> **What is needed**: Copy word for word the part of the farewell to New York below, starting at "I miss you." and ending at "I hate goodbyes.".
──────── Page extract ────────
I miss you. I miss your hum, your glow, and your unrivaled ability to comfort and entertain. It was as if I left a lover on false pretenses, because of an irreconcilable situation. It was like something out of Wharton's The Age of Innocence, my favorite New York story. As the mini-van plunged into New Jersey's industrial wasteland on the Hudson, you may as well have darkened your lights and ruined my view as I, my neck straining, looked out through the back window. You know I hate goodbyes.

It was a wild ride, old friend. I learned more about you by being there than I could from any documentary or book. You are a living, breathing entity, drawing all of us in with your every breath. Every second can be nerve-wracking, or exciting-or both. The term "New Yorker" offers the best example of the cosmopolitan ideal that exists. We truly believe we are citizens of the world, and in many ways we are. Natives are natives and they pride themselves on being such. Everyone else comes to realize dreams, and pride themselves on achievement. What an amazing city.
──────── Listed entries ────────
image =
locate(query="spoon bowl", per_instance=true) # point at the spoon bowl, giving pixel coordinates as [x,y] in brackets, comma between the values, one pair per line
────────
──────── Listed entries ────────
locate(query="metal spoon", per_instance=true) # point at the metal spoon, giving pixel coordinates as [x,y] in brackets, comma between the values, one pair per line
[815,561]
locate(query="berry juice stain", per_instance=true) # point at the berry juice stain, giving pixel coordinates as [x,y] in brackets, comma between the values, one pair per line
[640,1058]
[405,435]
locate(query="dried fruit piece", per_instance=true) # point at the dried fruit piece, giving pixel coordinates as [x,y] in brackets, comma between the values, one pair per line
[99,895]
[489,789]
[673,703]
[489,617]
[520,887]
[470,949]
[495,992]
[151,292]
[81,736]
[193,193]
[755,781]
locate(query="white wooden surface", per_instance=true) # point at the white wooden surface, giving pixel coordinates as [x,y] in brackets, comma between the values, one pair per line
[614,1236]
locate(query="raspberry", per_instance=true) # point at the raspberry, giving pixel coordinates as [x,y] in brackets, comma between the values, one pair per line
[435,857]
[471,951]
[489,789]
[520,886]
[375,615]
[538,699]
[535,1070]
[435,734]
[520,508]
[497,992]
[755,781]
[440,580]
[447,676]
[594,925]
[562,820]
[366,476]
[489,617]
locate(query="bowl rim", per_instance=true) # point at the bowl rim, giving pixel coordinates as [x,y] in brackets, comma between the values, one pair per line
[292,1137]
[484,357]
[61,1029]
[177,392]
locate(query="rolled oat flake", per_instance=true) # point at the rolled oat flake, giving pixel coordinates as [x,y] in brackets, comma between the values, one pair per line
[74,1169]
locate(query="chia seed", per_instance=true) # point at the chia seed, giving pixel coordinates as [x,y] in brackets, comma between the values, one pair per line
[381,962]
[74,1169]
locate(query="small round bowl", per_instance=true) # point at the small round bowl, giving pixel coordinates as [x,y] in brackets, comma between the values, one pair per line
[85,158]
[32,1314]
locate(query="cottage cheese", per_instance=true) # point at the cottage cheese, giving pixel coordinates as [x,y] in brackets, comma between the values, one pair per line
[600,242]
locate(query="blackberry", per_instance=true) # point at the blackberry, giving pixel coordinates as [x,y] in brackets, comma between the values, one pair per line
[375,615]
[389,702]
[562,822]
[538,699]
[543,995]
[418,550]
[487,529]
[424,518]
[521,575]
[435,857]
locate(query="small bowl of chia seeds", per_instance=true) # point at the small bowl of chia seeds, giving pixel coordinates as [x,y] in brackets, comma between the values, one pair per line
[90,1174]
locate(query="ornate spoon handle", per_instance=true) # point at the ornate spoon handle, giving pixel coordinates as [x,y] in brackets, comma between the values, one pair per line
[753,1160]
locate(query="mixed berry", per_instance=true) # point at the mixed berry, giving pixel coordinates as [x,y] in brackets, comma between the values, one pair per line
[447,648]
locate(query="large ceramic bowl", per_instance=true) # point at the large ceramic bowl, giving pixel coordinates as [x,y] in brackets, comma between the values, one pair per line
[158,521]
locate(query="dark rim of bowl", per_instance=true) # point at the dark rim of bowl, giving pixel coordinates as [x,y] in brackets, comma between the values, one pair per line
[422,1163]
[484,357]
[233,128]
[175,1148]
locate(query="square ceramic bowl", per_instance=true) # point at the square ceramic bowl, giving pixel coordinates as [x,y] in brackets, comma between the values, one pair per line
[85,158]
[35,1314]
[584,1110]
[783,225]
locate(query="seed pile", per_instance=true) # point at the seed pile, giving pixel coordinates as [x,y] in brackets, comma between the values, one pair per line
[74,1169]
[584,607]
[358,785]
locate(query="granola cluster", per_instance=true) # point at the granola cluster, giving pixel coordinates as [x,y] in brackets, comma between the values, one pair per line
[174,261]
────────
──────── Listed entries ────────
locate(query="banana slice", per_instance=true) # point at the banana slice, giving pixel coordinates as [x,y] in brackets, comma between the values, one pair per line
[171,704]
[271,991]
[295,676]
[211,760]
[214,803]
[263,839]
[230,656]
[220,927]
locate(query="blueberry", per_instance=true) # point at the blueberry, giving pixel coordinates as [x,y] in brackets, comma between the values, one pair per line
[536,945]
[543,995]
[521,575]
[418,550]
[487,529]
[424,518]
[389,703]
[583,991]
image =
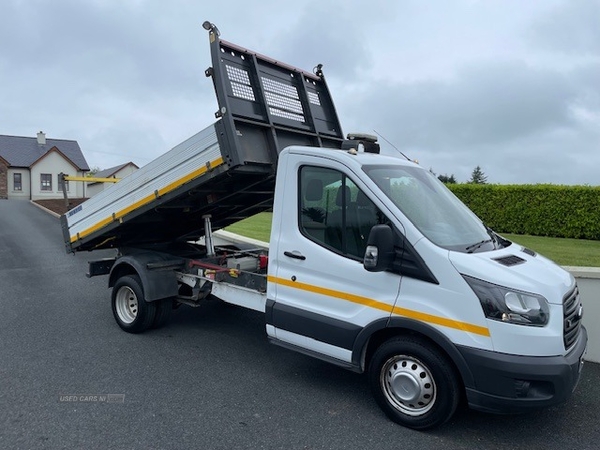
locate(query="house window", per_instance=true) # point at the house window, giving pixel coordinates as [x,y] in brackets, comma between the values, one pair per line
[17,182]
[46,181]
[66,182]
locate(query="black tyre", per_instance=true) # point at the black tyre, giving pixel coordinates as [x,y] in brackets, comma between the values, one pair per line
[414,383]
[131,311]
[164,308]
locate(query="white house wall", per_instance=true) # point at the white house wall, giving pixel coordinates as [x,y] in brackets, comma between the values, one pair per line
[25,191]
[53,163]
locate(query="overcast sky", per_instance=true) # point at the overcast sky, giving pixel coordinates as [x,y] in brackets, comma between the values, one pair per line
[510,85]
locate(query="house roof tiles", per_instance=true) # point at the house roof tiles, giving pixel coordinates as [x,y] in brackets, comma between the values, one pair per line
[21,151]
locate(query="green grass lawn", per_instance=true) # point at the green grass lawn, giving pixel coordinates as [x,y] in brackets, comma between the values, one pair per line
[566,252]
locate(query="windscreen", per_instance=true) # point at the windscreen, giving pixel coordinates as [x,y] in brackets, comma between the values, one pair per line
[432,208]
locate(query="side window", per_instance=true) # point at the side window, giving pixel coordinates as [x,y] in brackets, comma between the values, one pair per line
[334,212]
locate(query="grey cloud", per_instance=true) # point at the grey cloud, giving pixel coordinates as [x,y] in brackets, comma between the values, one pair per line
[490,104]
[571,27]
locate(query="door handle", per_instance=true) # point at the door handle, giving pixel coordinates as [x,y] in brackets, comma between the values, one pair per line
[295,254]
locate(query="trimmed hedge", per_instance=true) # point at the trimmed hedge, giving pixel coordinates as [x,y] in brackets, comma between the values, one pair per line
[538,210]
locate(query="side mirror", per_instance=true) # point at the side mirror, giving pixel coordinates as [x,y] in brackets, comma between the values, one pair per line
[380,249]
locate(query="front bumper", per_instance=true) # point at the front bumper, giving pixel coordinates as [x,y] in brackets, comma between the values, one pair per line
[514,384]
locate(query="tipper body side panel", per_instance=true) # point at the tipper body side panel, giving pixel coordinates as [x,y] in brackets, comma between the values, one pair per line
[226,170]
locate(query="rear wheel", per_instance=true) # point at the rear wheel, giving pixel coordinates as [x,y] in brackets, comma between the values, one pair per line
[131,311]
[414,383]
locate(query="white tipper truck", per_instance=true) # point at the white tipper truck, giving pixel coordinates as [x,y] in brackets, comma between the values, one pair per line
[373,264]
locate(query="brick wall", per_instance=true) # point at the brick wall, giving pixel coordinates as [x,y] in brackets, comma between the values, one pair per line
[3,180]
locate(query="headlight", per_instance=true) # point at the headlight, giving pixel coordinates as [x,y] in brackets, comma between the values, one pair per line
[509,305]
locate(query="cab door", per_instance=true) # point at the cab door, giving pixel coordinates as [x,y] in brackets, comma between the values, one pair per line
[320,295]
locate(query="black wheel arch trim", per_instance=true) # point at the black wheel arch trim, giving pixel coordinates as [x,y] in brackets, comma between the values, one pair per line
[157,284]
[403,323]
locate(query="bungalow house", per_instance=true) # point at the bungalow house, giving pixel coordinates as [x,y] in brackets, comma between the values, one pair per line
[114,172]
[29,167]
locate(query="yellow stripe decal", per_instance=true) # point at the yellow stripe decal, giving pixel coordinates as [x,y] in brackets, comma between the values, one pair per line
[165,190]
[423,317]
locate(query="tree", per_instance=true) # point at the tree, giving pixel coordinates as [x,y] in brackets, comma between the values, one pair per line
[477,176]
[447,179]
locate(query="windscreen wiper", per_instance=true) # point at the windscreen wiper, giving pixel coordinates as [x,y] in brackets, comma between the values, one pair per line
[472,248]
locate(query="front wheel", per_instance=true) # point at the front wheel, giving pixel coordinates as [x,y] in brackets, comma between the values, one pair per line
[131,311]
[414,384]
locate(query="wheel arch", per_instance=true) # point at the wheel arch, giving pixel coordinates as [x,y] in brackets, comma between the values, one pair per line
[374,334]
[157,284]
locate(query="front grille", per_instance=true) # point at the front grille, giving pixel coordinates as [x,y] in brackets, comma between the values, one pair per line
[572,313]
────────
> **Answer area**:
I miss you. I miss your hum, your glow, and your unrivaled ability to comfort and entertain. It was as if I left a lover on false pretenses, because of an irreconcilable situation. It was like something out of Wharton's The Age of Innocence, my favorite New York story. As the mini-van plunged into New Jersey's industrial wasteland on the Hudson, you may as well have darkened your lights and ruined my view as I, my neck straining, looked out through the back window. You know I hate goodbyes.